## Selected text
____________________
He says some of the fun has been taken out of playing sport at the highest level because of the extent of security.
"One of the great experiences of playing international cricket is touring the subcontinent. It's so vastly different and quite an eye-opener. But those at the Games won't be experiencing the same things as when I first toured.
"When I first went over, pre-9/11, guys could walk out of their hotels and everyone was comfortable with that. Last year in the IPL, we were basically locked inside the hotel. We were unable to experience anything the city had to offer.
"With us, it's just a cricket team, whereas at the Games, you've got around 7000 athletes. However, cricketers have recently based decisions on the recommendations of New Zealand Cricket and the Players Association. If the athletes are getting similar advice to what we get - and feel comfortable with it - then that's fine but each group has to make up their own minds."
Former India cricket coach and Black Caps opener John Wright has called for patience and understanding ahead of the culture shock Commonwealth athletes will encounter.
Wright earned wide-ranging respect in India as coach of the national side from 2000-05. He took them to a World Cup final in 2003 and a drawn test series in Australia the following summer. In 1988, he captained New Zealand to one of their two test wins in India.
"Things have a habit of being right on the day in India. When I started as coach I'd worry about where the team was going to practise, where the balls were coming from and then somehow - as if by magic - it just happens.
"But organising a cricket practice is a slightly smaller undertaking than a Commonwealth Games," he says, employing his famed dry humour.
____________________
## Data for this task

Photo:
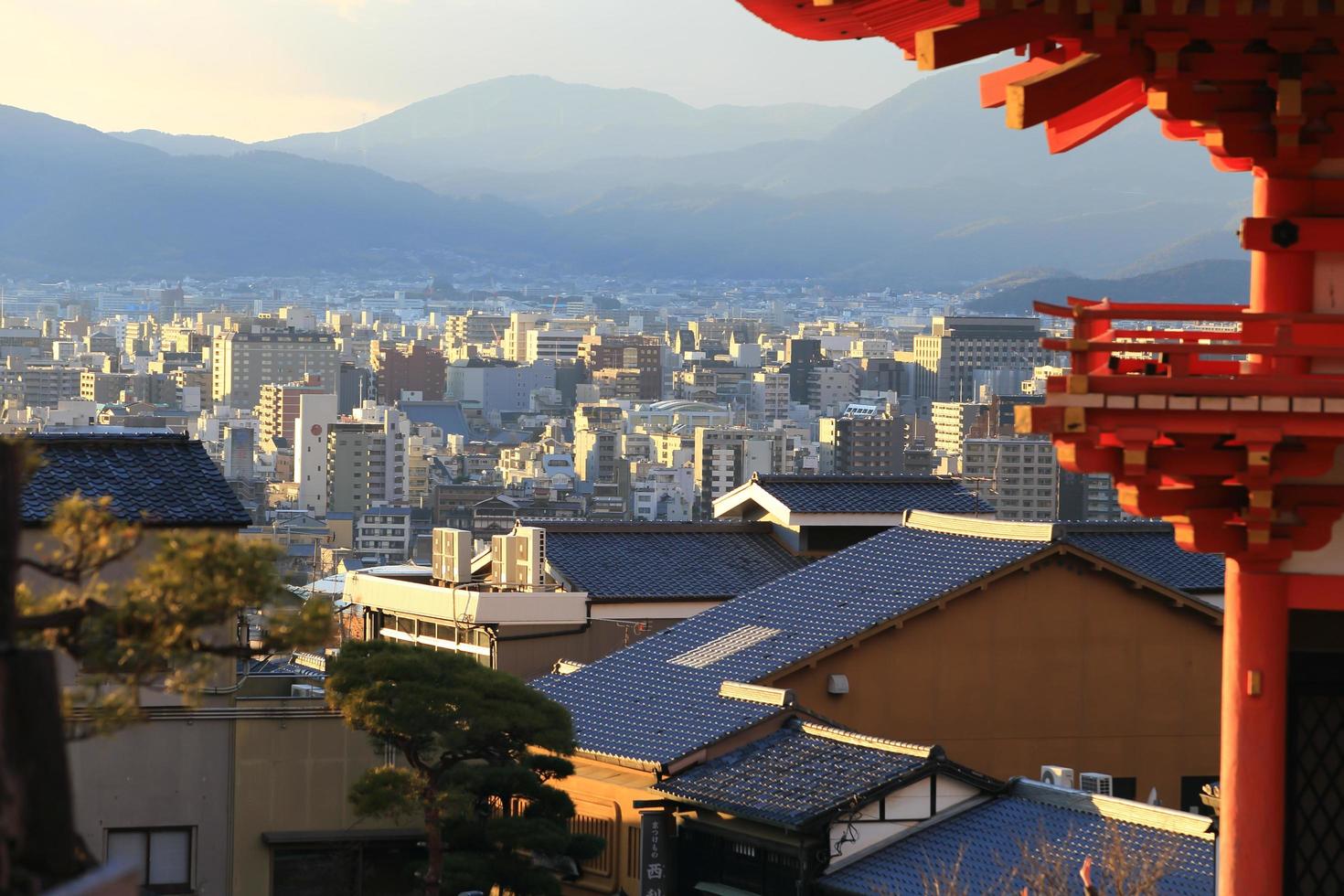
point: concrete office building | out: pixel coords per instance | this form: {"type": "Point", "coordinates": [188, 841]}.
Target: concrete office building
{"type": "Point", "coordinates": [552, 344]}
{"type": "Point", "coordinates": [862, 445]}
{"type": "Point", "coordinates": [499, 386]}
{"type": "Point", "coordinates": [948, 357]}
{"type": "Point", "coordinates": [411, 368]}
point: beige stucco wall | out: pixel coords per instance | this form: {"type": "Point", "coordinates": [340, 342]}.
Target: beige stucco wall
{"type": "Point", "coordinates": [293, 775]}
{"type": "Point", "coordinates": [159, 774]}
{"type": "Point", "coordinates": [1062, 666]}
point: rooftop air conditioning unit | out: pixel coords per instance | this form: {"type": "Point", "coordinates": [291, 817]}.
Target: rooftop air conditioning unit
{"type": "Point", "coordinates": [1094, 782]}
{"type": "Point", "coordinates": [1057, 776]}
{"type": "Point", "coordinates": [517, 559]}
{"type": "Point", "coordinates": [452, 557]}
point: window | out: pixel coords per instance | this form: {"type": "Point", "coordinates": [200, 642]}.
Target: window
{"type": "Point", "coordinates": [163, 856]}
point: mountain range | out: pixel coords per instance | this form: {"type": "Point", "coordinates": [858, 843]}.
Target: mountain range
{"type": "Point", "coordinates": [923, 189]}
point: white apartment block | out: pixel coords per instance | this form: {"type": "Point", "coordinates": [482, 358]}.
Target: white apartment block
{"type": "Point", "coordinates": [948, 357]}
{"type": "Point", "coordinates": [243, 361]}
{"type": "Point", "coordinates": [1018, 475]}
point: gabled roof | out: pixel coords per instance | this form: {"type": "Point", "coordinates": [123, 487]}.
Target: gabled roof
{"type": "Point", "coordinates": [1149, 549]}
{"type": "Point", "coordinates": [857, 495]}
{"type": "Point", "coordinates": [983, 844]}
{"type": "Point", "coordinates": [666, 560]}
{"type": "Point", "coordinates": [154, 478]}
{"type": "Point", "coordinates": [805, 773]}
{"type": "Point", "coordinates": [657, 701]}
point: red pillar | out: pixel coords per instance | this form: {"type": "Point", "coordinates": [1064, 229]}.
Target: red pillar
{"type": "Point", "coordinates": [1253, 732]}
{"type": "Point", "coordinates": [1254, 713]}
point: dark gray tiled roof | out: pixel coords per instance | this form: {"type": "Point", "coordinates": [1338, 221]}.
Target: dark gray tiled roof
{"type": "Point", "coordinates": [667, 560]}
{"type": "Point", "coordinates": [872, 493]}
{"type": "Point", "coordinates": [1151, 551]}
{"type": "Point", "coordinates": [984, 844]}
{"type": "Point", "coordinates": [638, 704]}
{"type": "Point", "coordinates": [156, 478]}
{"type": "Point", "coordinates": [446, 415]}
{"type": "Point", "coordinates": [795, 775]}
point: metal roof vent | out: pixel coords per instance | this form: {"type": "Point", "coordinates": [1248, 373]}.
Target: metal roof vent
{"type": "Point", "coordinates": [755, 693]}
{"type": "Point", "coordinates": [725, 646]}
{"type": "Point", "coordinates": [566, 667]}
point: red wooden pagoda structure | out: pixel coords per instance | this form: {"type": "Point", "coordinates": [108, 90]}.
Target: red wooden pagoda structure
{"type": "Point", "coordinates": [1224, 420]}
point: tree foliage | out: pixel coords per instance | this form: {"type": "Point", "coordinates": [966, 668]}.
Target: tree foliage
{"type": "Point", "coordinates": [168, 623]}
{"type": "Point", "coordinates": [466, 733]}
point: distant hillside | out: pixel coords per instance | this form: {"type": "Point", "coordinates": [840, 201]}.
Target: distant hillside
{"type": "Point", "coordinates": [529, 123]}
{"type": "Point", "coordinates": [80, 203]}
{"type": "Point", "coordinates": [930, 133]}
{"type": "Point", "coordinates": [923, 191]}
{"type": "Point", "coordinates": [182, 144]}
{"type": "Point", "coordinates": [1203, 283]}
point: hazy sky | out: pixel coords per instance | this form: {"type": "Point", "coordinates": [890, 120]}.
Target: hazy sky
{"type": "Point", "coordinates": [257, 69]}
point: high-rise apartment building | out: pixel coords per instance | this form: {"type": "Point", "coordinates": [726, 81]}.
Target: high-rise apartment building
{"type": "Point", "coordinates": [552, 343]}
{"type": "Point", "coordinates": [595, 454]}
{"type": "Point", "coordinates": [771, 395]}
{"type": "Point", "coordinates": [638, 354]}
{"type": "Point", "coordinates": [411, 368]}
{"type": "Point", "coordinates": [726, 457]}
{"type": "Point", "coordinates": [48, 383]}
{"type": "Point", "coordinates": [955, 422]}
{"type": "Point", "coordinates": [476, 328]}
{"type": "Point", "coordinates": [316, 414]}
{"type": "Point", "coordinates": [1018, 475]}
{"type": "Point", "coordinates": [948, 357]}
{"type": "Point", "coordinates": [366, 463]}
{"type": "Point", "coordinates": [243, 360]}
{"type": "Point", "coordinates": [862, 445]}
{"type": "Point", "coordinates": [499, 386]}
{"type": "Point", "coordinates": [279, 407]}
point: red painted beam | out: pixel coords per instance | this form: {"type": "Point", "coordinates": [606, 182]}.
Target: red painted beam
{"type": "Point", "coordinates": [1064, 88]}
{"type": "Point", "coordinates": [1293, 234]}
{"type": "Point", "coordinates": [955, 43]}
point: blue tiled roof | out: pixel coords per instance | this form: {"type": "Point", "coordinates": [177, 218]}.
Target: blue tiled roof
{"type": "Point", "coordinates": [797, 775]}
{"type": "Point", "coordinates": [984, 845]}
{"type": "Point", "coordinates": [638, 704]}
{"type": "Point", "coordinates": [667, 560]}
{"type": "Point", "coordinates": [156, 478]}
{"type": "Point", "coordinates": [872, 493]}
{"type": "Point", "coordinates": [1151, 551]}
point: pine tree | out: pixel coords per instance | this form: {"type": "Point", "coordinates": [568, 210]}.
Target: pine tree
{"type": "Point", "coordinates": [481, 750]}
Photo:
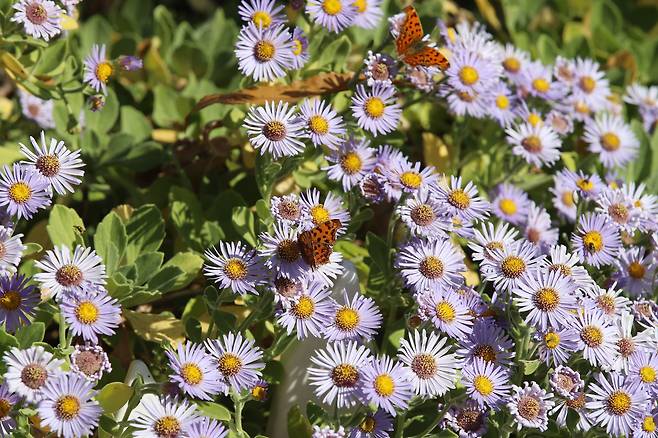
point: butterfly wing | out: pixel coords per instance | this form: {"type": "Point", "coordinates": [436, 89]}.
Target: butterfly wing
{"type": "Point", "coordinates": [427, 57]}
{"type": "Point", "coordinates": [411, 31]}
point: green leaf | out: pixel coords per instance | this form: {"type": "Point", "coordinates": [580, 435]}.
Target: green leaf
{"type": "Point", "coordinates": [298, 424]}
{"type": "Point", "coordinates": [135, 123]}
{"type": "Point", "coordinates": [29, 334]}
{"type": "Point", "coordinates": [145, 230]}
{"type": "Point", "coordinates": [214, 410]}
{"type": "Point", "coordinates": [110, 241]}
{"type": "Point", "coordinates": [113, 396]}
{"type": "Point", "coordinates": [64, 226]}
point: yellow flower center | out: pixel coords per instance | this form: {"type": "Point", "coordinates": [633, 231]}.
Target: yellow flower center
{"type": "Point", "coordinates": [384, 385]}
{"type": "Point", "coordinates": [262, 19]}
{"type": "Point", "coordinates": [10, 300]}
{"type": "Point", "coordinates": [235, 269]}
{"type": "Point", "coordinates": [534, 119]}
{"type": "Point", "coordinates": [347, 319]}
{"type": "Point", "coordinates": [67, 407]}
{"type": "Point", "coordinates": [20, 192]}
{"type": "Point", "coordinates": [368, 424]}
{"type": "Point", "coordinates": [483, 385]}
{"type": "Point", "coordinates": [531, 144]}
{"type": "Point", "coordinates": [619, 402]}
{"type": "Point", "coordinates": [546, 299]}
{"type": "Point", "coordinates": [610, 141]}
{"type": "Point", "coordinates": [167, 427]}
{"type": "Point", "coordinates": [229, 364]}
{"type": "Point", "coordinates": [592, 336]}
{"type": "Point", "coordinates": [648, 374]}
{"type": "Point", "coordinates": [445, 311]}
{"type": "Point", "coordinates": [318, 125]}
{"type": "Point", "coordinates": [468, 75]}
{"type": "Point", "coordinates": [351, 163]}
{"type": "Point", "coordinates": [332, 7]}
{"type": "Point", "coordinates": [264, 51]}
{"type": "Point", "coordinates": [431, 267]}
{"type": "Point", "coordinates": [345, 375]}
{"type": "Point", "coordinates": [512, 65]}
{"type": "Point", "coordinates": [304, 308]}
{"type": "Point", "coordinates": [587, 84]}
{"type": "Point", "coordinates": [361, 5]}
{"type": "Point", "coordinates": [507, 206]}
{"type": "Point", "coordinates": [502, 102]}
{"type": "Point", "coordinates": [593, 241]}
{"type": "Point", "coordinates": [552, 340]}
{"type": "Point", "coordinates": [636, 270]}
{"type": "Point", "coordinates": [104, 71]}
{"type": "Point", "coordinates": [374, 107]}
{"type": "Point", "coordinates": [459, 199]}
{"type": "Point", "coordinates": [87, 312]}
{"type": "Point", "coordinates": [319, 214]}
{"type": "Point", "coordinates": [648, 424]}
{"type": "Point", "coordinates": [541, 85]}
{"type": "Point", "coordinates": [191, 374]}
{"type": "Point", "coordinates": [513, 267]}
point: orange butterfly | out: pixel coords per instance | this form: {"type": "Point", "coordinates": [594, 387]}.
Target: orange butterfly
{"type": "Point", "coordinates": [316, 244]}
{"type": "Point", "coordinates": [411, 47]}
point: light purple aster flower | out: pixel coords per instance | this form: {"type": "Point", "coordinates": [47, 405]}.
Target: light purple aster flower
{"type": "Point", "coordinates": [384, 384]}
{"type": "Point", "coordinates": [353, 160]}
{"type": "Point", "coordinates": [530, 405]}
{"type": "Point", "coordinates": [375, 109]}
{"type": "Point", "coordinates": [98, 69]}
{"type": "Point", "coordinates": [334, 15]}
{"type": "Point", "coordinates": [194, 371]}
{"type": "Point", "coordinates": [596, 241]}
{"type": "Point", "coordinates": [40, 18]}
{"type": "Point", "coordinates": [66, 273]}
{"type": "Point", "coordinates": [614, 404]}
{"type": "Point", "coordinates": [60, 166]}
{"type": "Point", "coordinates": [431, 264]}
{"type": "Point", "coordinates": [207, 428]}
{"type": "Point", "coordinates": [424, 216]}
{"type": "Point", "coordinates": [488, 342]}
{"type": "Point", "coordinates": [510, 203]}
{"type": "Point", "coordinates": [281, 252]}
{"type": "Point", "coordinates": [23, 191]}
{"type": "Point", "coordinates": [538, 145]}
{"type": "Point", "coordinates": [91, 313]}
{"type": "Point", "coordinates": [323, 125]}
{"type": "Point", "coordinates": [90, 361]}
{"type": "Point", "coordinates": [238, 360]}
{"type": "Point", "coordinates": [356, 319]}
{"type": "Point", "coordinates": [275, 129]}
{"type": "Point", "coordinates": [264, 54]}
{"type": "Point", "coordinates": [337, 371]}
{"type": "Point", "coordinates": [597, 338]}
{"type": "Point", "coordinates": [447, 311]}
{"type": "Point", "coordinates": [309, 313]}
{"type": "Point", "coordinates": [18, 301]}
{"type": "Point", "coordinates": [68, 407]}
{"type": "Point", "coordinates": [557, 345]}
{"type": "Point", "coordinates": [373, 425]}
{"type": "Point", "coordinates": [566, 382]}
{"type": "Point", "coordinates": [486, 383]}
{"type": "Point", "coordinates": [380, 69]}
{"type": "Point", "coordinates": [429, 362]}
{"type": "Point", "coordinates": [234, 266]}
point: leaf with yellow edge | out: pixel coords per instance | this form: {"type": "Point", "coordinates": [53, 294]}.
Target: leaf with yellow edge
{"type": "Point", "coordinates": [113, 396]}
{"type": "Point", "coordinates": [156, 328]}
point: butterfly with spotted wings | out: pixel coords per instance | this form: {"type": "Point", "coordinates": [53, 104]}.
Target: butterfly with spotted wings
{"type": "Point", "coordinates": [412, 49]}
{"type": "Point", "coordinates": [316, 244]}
____________________
## What you need to do
(1) Answer these from the cricket text:
(a) During which years did John Wright coach India's national side?
(b) About how many athletes does the text say are at the Games?
(c) In what year did Wright captain New Zealand to a test win in India?
(2) Please pick out every line of the records that contains the string "apartment". Case counts.
The cricket text and the records are unrelated material.

## Results of the tasks
(1)
(a) 2000-05
(b) Around 7000
(c) 1988

(2)
point: white apartment block | out: pixel coords per instance | this form: {"type": "Point", "coordinates": [482, 358]}.
Target: white apartment block
point: high-rise apartment building | out: pixel coords per instance | this form: {"type": "Point", "coordinates": [726, 81]}.
Target: high-rise apartment building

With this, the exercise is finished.